→ **What you should do**
Starting with the line that contains "Please tag the concrete", write out each line through the end of the listing, unchanged. Output nothing else.

## begin Data supplied

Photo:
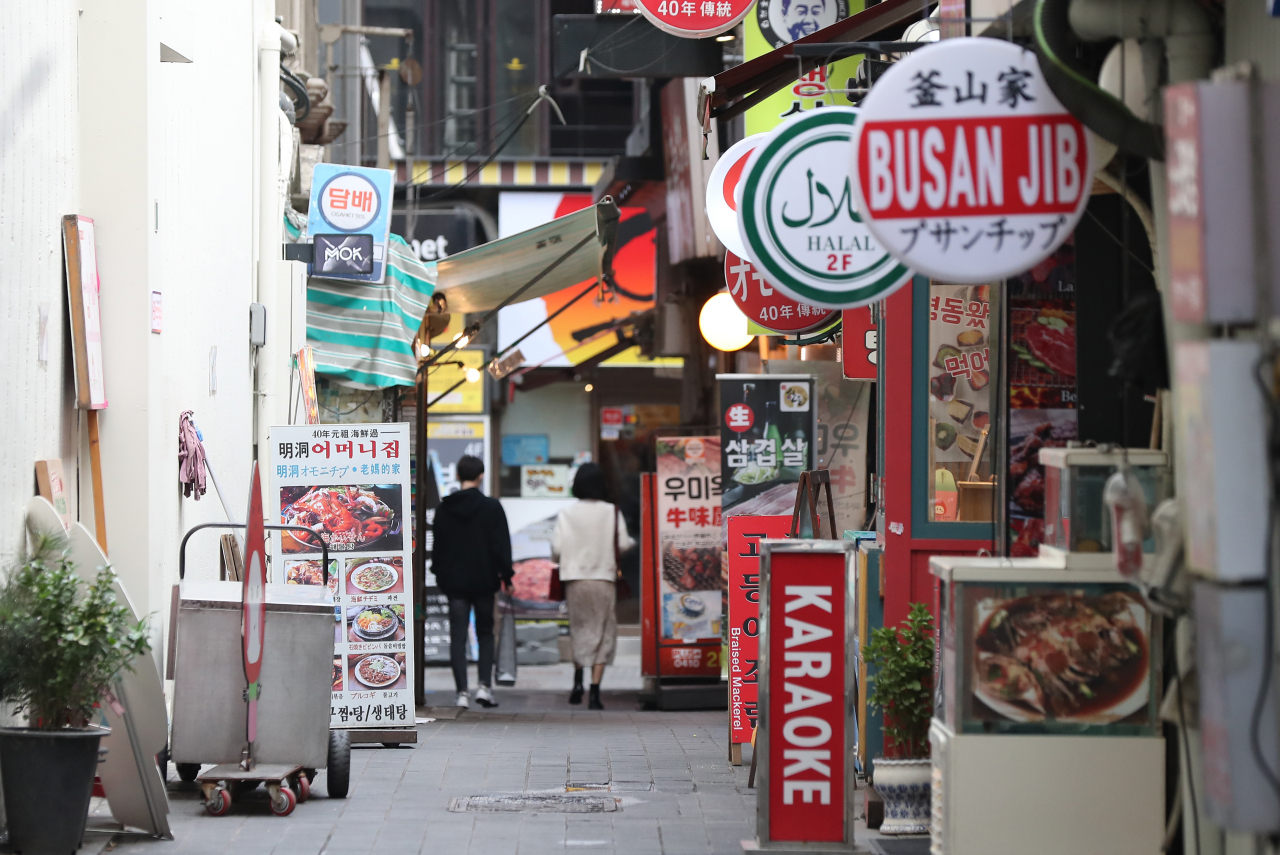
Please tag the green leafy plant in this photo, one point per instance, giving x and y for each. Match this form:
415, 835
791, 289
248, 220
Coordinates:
62, 641
903, 685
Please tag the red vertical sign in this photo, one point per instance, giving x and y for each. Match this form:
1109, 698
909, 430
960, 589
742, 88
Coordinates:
807, 745
744, 616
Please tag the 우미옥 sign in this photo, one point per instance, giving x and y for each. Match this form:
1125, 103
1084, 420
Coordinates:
348, 202
967, 167
694, 18
799, 219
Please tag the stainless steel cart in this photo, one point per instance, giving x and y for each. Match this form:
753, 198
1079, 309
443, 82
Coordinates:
293, 736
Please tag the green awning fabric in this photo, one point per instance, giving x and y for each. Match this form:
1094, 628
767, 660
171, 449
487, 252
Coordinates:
364, 333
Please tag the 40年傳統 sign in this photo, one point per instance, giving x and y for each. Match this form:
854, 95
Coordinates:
968, 168
799, 219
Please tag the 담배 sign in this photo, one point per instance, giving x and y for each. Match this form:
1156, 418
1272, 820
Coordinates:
350, 484
799, 220
767, 306
694, 18
968, 168
347, 202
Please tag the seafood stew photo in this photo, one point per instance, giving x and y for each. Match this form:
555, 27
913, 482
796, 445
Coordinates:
351, 517
1061, 655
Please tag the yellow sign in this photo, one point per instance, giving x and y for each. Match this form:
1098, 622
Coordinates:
809, 92
467, 397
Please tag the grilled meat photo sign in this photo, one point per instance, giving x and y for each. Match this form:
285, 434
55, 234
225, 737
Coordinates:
967, 167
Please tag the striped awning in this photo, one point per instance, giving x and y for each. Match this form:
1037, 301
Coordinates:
511, 173
364, 333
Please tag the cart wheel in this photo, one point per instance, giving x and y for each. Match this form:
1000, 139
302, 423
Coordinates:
338, 771
219, 803
283, 801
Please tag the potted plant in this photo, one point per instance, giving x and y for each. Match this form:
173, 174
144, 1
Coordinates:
62, 644
903, 689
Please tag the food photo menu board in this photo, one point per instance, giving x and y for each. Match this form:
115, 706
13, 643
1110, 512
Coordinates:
350, 485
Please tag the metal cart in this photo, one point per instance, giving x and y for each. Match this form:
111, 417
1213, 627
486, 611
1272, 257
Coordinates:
293, 735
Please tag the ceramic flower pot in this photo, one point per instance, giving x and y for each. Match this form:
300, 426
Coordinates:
48, 782
906, 789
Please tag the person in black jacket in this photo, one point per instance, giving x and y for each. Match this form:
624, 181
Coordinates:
471, 559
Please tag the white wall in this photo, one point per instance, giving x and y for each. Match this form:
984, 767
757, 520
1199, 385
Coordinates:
169, 174
39, 183
561, 410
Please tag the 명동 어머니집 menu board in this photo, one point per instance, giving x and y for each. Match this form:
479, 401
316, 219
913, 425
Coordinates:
350, 485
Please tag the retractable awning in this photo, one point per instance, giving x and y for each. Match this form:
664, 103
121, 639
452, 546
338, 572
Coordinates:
579, 245
737, 88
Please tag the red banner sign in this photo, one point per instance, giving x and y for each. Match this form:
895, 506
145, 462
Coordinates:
745, 534
807, 743
769, 306
695, 18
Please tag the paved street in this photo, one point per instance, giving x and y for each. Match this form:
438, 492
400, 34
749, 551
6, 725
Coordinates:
677, 795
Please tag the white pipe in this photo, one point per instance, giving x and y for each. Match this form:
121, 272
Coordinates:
1182, 24
269, 241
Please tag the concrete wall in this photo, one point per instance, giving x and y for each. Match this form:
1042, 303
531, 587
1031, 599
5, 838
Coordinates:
561, 410
39, 183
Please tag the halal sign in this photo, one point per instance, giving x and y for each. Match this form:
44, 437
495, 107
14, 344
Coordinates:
695, 18
799, 219
968, 169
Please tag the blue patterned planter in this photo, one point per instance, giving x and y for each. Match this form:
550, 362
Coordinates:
905, 787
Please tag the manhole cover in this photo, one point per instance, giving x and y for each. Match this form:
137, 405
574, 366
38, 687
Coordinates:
553, 803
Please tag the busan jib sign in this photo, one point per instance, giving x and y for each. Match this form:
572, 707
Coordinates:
799, 219
968, 168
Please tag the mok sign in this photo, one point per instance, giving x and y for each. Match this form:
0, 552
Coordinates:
799, 218
807, 736
968, 168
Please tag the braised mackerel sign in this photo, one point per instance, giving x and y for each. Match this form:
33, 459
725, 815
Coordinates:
799, 218
968, 169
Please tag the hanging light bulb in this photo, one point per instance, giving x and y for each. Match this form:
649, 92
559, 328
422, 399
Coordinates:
722, 324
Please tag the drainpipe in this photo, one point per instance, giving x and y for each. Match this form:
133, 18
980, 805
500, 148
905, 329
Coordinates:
1183, 26
269, 241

## end Data supplied

→ **Written solution**
Please tag the concrete wall in this photo, one point per instance, giving x and y for each. Match this form:
1042, 303
531, 587
1031, 599
5, 838
Coordinates:
561, 410
39, 183
Please tag the halal sign in this photo, one point per instance, giving x and y for each. Match this form:
44, 437
495, 107
14, 344
Coordinates:
695, 18
799, 219
968, 169
Please tag the blue patterned planter in this photo, one point per instance, giving x and y for each. Match this form:
550, 362
Coordinates:
905, 787
Please tag the manhole cover in this photo, one point per instance, giving x and y for each. Match this form:
137, 405
574, 366
38, 687
Coordinates:
553, 803
Please tag the busan jib sign in this photo, one point per instance, giving x and y for each. Match this form:
572, 707
Coordinates:
799, 219
968, 168
Please tag the mok sign in this photo, one point per instance, giving x and y for each. Match this form:
0, 552
Coordinates:
799, 218
807, 736
968, 168
Please tag the braised mackerel sign in this photo, one point per instance, giving x and y for each. Match this form:
33, 459
725, 815
Coordinates:
799, 218
968, 169
Please tag the hanging light bulb in this photo, one point per instance, giving x and y for each. Match this form:
649, 92
559, 328
422, 399
Coordinates:
722, 324
Please tag the drainpipe in this photo, one point per instance, giving x and y for each. Match this form:
133, 18
980, 805
500, 148
905, 329
Coordinates:
1183, 26
269, 241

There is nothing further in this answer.